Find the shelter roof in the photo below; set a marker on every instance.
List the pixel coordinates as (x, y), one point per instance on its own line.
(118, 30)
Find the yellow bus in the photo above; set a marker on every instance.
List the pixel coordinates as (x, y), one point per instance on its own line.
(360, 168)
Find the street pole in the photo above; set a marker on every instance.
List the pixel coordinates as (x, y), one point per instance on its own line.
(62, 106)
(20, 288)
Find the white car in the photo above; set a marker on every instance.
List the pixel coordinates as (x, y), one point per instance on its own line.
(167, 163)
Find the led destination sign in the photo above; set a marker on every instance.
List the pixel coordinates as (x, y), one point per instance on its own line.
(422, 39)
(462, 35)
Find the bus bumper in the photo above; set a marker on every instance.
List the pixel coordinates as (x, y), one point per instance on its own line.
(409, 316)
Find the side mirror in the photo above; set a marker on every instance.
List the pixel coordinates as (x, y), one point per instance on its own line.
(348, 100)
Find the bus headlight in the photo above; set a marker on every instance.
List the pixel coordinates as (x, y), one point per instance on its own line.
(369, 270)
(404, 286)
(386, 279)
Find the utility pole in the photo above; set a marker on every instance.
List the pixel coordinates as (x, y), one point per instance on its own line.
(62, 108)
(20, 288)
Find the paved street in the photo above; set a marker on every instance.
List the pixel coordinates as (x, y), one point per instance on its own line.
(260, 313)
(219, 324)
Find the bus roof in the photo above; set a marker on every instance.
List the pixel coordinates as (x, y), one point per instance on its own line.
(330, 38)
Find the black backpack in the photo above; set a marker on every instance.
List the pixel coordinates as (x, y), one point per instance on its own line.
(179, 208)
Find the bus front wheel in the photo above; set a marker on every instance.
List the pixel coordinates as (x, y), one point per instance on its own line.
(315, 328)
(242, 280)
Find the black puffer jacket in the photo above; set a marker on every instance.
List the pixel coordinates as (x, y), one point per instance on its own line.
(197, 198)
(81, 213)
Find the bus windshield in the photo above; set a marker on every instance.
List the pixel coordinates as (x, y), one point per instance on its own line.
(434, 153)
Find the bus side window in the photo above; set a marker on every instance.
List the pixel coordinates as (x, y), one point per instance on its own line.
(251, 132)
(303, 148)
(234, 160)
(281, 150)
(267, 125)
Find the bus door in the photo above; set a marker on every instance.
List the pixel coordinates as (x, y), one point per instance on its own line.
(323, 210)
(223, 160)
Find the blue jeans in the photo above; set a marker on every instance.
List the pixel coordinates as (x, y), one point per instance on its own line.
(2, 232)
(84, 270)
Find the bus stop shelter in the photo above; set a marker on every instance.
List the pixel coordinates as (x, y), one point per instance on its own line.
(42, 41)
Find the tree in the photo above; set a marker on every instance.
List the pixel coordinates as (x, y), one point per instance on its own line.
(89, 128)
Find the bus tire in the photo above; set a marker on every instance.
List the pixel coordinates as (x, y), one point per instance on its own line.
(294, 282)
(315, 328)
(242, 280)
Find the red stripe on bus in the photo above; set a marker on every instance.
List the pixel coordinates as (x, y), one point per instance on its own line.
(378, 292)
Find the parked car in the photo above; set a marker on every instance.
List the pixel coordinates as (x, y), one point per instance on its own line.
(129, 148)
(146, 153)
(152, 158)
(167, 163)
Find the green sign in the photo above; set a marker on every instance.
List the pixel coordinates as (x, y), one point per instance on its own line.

====

- **TASK GOAL**
Repeat exactly, and only, the lines of the records above, starting with the line that contains "Find the black puffer" and ending with the final line, both included.

- **SOLUTION TO THE PROBLEM**
Find the black puffer jacket in the photo above; set a marker on every instance.
List the pixel coordinates as (x, y), one point per instance on its own line.
(197, 198)
(81, 213)
Find the bus windshield in the photo above; set a marker on every instance.
List the pixel coordinates as (x, y), one point per instance on its own line.
(434, 153)
Find the bus side window in the photo above; set a marker on every instance.
List the pixel coordinates as (x, y), one point per instance on its own line.
(251, 132)
(303, 148)
(234, 160)
(281, 150)
(267, 125)
Find the bus door in the photo above; set a marker on every instance.
List the pixel coordinates as (x, y), one point per instance on its own line.
(323, 210)
(223, 160)
Find the blue jeans in the photo above; set a marker on every instance.
List the pixel coordinates as (x, y), one point per instance on its own line.
(2, 232)
(84, 270)
Find the bus stop shelter in the photo above; set a marker on every instance.
List the pixel coordinates as (x, y), one point per instance on its own line.
(42, 41)
Find the tree in the photo above; set a marker on every instance.
List the pixel coordinates as (x, y), one point per instance on its own line.
(89, 128)
Find the bus tire in the photo above; set a marker on every instance.
List the pixel coordinates as (x, y), one point per instance on its own line.
(294, 282)
(315, 328)
(242, 280)
Find the red stripe on bus in the photo above; set a marker on every instance.
List the pixel coordinates as (x, y), one point per instance on its own line.
(378, 292)
Find the parked car in the photo above; set a marker on every instance.
List the pixel coordinates as (x, y), one point per instance on its own line.
(129, 148)
(146, 153)
(152, 158)
(167, 163)
Find the green sign in the photo above; set a marker on every instance.
List the pixel coordinates as (x, y), one point per instance on its own line.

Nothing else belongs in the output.